• Direction 1: Please set down the part of the passage on Religions for Peace word for word, starting with "The central theme" and going on through "the Kyoto Assembly.".
• Direction 2: Tell whether each statement agrees with the passage on Religions for Peace, giving yes or no and quoting the words of the passage that decide it: (a) the Asian Conference of Religions for Peace was founded in 1970; (b) WCRP held its first World Assembly at Kyoto; (c) Dr William Vendley was Secretary-General of Religions for Peace International until 2019.

• Source:
Asian Religious Communities in Action: Moving towards an Inclusive, Healthy, Prosperous, Peaceful Asia.

The central theme has been chosen to reflect the need for Asia’s religious communities to work together for a more inclusive, healthy, prosperous and peaceful Asia. Asia with the adjacent area of the Middle East is the birthplace of all the world’s major religions and their various traditions. The Asian Conference of Religions for Peace was formally founded in 1976 soon after the foundation in 1970 of Religions for Peace International, known also as the World Conference of Religions for Peace (WCRP), in which year it held its first World Assembly at Kyoto. Hence, the Tokyo Assembly will mark 50 years, though it was delayed a year, since the foundation of WCRP and the Kyoto Assembly.

The foundation of WCRP was mostly inspired by the atomic bomb attacks in 1945 and the need for religious communities to work collaboratively in the cause of global and regional peace and national cohesion. After the painful memories of World War II in the face of the threat that a new war would end in nuclear annihilation, in the words of Dr William Vendley, the Secretary-General Emeritus (1995-2019) of Religions for Peace International, “Independently of each other, religious communities and some of their leaders began focussing on the idea that global challenges demanded a global alliance of the different religions”.

• Dataset extract:
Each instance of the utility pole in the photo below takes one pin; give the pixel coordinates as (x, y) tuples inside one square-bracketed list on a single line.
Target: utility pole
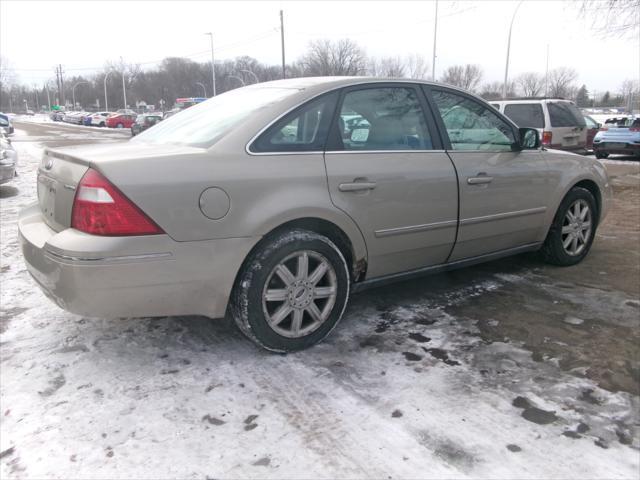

• Expected answer 1:
The central theme has been chosen to reflect the need for Asia’s religious communities to work together for a more inclusive, healthy, prosperous and peaceful Asia. Asia with the adjacent area of the Middle East is the birthplace of all the world’s major religions and their various traditions. The Asian Conference of Religions for Peace was formally founded in 1976 soon after the foundation in 1970 of Religions for Peace International, known also as the World Conference of Religions for Peace (WCRP), in which year it held its first World Assembly at Kyoto. Hence, the Tokyo Assembly will mark 50 years, though it was delayed a year, since the foundation of WCRP and the Kyoto Assembly.

• Expected answer 2:
(a) No: "The Asian Conference of Religions for Peace was formally founded in 1976"
(b) Yes: "in which year it held its first World Assembly at Kyoto"
(c) Yes: "the Secretary-General Emeritus (1995-2019) of Religions for Peace International"